■ Written problem a
According to the passage on the natural gas article, who could see their investments falter if natural gas proves more expensive to extract than predicted?

■ Selected text
---

The NYT’s reporter relied extensively on anecdotal evidence and commentary on developments in the natural gas industry from both industry and government officials (often unnamed sources), focusing on concerns that the prospect of production increases in natural gas output have been overblown. Concerns were also raised about investments failing due to low natural gas prices and that the promise of growing output of new supplies of natural gas were problematical. The reporter pointed out that, if natural gas ultimately proves more expensive to extract from the ground than has been predicted, landowners, investors and lenders could see their investments falter, while consumers will pay a price in higher electricity and home heating bills.
The concerns raised by the reporter are legitimate subjects for a newspaper story, but the central question is whether they convey an accurate perspective on the current role and prospects of natural gas in the national economy. This very issue has been the preoccupation of an army of analysts and experts who have worked to develop estimates of both costs and future supply of natural gas. These assessments are readily available to the public and the New York Times. The article also fails to mention the bonanza of economic benefits that shale gas has already provided the economy.

---

■ Exercise materials
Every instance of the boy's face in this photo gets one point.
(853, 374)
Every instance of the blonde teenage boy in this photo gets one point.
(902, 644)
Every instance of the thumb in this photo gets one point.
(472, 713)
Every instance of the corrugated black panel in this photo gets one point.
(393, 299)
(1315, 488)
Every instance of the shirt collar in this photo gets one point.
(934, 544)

---

■ Written problem b
Reproduce the records word for word, beginning at their first line and stopping after the line that contains "(1315, 488)".

■ Written reply a
Landowners, investors and lenders.

■ Written reply b
Every instance of the boy's face in this photo gets one point.
(853, 374)
Every instance of the blonde teenage boy in this photo gets one point.
(902, 644)
Every instance of the thumb in this photo gets one point.
(472, 713)
Every instance of the corrugated black panel in this photo gets one point.
(393, 299)
(1315, 488)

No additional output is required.